** RECORDED INFORMATION **
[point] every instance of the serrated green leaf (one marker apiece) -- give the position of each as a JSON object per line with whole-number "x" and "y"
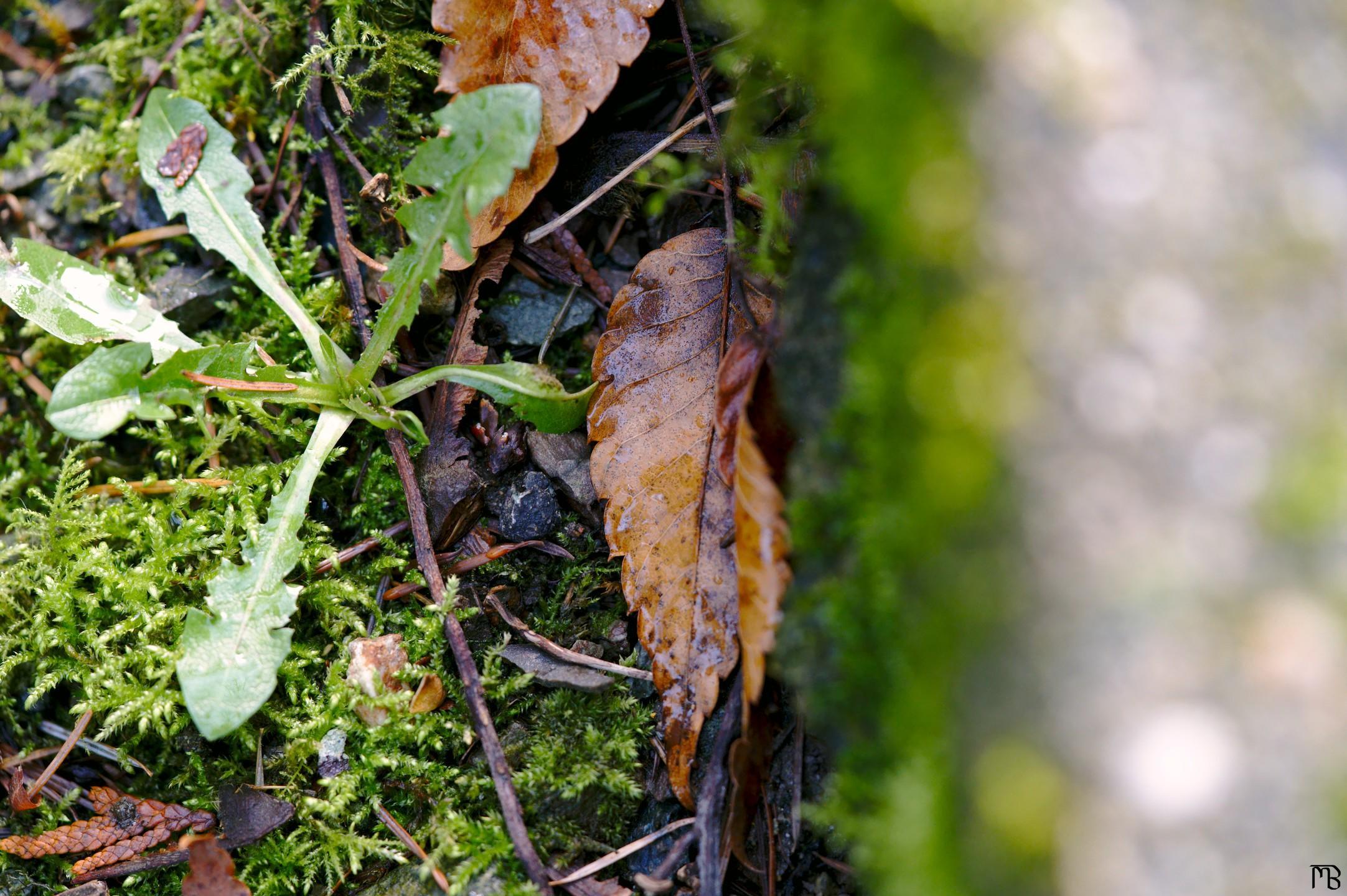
{"x": 77, "y": 302}
{"x": 492, "y": 133}
{"x": 107, "y": 388}
{"x": 530, "y": 390}
{"x": 229, "y": 661}
{"x": 215, "y": 198}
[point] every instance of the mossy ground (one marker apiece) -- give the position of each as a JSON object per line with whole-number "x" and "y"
{"x": 93, "y": 590}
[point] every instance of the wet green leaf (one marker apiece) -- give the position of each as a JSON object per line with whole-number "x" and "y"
{"x": 77, "y": 302}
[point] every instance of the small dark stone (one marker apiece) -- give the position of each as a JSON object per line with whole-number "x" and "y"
{"x": 124, "y": 813}
{"x": 526, "y": 508}
{"x": 531, "y": 309}
{"x": 565, "y": 457}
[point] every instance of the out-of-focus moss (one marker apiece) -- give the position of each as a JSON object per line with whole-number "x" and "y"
{"x": 900, "y": 375}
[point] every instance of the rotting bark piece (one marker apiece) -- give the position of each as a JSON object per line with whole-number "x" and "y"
{"x": 454, "y": 490}
{"x": 212, "y": 869}
{"x": 373, "y": 663}
{"x": 669, "y": 511}
{"x": 182, "y": 157}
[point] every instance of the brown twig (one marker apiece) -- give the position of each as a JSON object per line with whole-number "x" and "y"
{"x": 561, "y": 653}
{"x": 713, "y": 794}
{"x": 538, "y": 233}
{"x": 61, "y": 755}
{"x": 193, "y": 22}
{"x": 153, "y": 235}
{"x": 511, "y": 809}
{"x": 619, "y": 854}
{"x": 348, "y": 554}
{"x": 482, "y": 726}
{"x": 410, "y": 842}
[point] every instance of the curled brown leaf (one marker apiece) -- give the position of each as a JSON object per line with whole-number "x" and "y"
{"x": 669, "y": 511}
{"x": 570, "y": 49}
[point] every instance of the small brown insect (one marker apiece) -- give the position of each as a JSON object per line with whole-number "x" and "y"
{"x": 184, "y": 154}
{"x": 123, "y": 828}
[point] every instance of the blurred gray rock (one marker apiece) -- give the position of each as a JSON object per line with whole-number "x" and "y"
{"x": 530, "y": 314}
{"x": 84, "y": 83}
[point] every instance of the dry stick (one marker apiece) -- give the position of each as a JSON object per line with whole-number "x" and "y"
{"x": 561, "y": 653}
{"x": 713, "y": 793}
{"x": 281, "y": 152}
{"x": 360, "y": 548}
{"x": 187, "y": 29}
{"x": 619, "y": 854}
{"x": 556, "y": 322}
{"x": 511, "y": 809}
{"x": 61, "y": 755}
{"x": 538, "y": 233}
{"x": 410, "y": 842}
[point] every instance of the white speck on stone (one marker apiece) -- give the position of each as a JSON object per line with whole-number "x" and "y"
{"x": 1179, "y": 763}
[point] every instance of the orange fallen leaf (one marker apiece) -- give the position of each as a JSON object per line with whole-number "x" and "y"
{"x": 669, "y": 511}
{"x": 429, "y": 694}
{"x": 210, "y": 869}
{"x": 570, "y": 49}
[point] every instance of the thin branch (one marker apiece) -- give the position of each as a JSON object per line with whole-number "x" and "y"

** TASK OBJECTIVE **
Copy out all the data above exactly as written. Skip the pictures.

** TASK RESULT **
[point] every instance of the serrated green leaf (one marker apiece) -- give the position of each as a JSON object per line with whole-number "x" and "y"
{"x": 77, "y": 302}
{"x": 492, "y": 133}
{"x": 107, "y": 388}
{"x": 530, "y": 390}
{"x": 229, "y": 661}
{"x": 215, "y": 198}
[point] every instance of the mossy ground (one marker apiece) -- give the position of each as a JSON object per line with whole-number "x" and "y"
{"x": 93, "y": 590}
[point] every instance of the wet green leaf (one marker apiece) -- give the position of each as a JSON object per line with whole-number "x" and "y"
{"x": 77, "y": 302}
[point] every instance of the small dark stone (one marker apiece) -- give the position of each as a JSON object per line with whole-number "x" and "y"
{"x": 124, "y": 813}
{"x": 526, "y": 508}
{"x": 531, "y": 309}
{"x": 565, "y": 457}
[point] every instance of the out-of-focus moss (one marker apiece) -- give the position of each as a JSON object per line with whole-number "x" and "y"
{"x": 900, "y": 375}
[point] every instance of the rotting bark piece (one marker apiece) -- give the position of each as a JSON object per line with whole-number "x" and "y"
{"x": 454, "y": 490}
{"x": 212, "y": 869}
{"x": 373, "y": 663}
{"x": 669, "y": 511}
{"x": 182, "y": 157}
[point] every instance of the brown twig (one marker apiece) -- give the position of each as a JSON object per line with whole-number "x" and "y"
{"x": 561, "y": 653}
{"x": 713, "y": 794}
{"x": 538, "y": 233}
{"x": 61, "y": 755}
{"x": 193, "y": 22}
{"x": 153, "y": 235}
{"x": 511, "y": 809}
{"x": 619, "y": 854}
{"x": 348, "y": 554}
{"x": 482, "y": 726}
{"x": 410, "y": 842}
[point] every instance of the curled brown leaf (one marker apiece) -- give the position of each as a JSON object per line with whole-number "x" and "y"
{"x": 669, "y": 511}
{"x": 570, "y": 49}
[point] every instance of the small brown insect (one marker apiece) -- give the position of each as a JSON object per line with whole-number "x" and "y"
{"x": 184, "y": 154}
{"x": 123, "y": 828}
[point] every instance of the blurred gray rock (one marker apiece) -- give the position of each as a JSON object per line with whole-number "x" and "y"
{"x": 530, "y": 314}
{"x": 84, "y": 83}
[point] every instance of the dry stick (one marker apiece) -- give the position of each as a JSON object per line with whole-number "x" and "y"
{"x": 561, "y": 653}
{"x": 713, "y": 793}
{"x": 281, "y": 152}
{"x": 360, "y": 548}
{"x": 187, "y": 29}
{"x": 619, "y": 854}
{"x": 556, "y": 322}
{"x": 511, "y": 809}
{"x": 61, "y": 755}
{"x": 538, "y": 233}
{"x": 410, "y": 842}
[point] every instance of the white speck on stone (one marker apiece) -- give the position of each as a JSON object per line with whole-number "x" and "y"
{"x": 1179, "y": 763}
[point] every instance of the orange fallen leaf (one marker apiece) -- give the position of each as a JSON object per line with whole-number "x" and "y"
{"x": 669, "y": 511}
{"x": 429, "y": 694}
{"x": 210, "y": 869}
{"x": 570, "y": 49}
[point] every instance of the thin branch (one marker apiece) -- give the position of each as a JSON object per line with whole-number "x" and "y"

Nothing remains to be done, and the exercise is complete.